Segment Start: Study text

As a member of the Patriot League, Lehigh competes in 25 different NCAA Division I sports. Lehigh's 2006 student-athlete graduation rate of 97% ranked 12th among all 326 NCAA Division I institutions. In 2002, it won the inaugural USA Today/NCAA Foundation Award for having the nation's top graduation rate of all Division I institutions.

Lehigh graduates have gone on to professional careers in the National Football League, Major League Baseball, Major League Soccer, and the National Basketball Association as players, scouts, coaches, and owners. Lehigh graduates have competed in the Super Bowl and won gold medals for the U.S. at the Olympic Games. While it is not a school sport, a number of Lehigh alumni, including Roger Penske, Al Holbert, and John Fitch, went on to successful careers in auto racing.

===Basketball===

Lehigh's fifth trip to the NCAA tournament in 2012 proved to be their most notable to date, thanks to its first-round game as a #15 seed on March 16, 2012, against the #2 seed Duke Blue Devils. Despite being a heavy underdog, thanks to CJ McCollum's 30-point heroics, the Mountain Hawks pulled off the stunning upset, defeating the Blue Devils 75-70 and making it only the sixth time that a 15th seed had defeated a second seed.

===Football===

Lehigh University and nearby Lafayette College are rivals in sports. Since 1884, the two football teams have met over 160 times, making the game between the two programs, known as The Rivalry, the most played in the history of college football.

The rivalry between Lehigh and Lafayette is also the longest uninterrupted rivalry in college football; the teams have played annually since 1897. For the 150th meeting, the teams played before a sold-out Yankee Stadium in New York City.

Segment End: Study text

Decide whether each statement agrees with the text about Lehigh athletics, and give yes or no with the deciding words quoted from it: (a) Lehigh's 2006 student-athlete graduation rate ranked first among Division I institutions; (b) Lehigh played its 2012 first-round NCAA tournament game as a #15 seed; (c) Lehigh and Lafayette have played football every year since 1884. Rely only on the text about Lehigh athletics.

Segment Start: Data listing

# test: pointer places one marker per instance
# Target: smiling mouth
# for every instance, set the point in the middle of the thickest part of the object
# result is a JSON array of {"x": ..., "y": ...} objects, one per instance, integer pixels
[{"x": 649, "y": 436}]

Segment End: Data listing

* _Worked solution_:
(a) No: "ranked 12th among all 326 NCAA Division I institutions"
(b) Yes: "its first-round game as a #15 seed on March 16, 2012"
(c) No: "the teams have played annually since 1897"